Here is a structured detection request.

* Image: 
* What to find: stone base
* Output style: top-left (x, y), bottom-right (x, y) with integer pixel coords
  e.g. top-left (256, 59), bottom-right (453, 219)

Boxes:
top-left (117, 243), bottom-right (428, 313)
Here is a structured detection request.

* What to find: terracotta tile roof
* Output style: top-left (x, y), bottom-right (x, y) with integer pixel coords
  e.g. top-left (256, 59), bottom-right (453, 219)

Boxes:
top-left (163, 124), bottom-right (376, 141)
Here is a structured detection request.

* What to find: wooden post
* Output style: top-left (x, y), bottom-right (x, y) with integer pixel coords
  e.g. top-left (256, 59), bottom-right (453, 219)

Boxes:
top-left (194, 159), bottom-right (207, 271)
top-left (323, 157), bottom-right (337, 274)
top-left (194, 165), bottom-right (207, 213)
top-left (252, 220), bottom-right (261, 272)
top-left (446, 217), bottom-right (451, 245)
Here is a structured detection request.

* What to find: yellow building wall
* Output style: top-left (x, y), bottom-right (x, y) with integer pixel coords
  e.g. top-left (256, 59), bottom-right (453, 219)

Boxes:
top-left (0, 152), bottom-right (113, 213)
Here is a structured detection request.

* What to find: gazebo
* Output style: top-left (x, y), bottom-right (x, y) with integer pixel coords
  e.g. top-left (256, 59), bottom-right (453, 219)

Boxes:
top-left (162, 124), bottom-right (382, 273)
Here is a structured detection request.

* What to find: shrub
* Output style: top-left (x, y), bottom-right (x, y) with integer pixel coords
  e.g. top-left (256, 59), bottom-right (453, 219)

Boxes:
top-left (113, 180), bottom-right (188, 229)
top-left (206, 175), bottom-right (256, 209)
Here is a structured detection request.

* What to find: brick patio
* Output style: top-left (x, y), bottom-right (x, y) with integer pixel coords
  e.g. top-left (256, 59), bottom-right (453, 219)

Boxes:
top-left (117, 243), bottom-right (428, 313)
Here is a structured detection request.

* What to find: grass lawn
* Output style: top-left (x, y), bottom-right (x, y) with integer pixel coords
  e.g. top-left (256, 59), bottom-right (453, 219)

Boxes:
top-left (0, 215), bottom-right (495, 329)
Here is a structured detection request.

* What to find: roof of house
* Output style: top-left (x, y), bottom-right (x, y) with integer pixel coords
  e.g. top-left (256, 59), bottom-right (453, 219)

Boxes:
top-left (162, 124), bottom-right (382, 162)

- - -

Goal:
Return every line of the material above that contains the word "find". Case counts.

The solution:
* What to find: stone base
* What to find: terracotta tile roof
* What to find: wooden post
* What to find: yellow building wall
* What to find: gazebo
* What to find: shrub
* What to find: brick patio
* What to find: grass lawn
* What to find: roof of house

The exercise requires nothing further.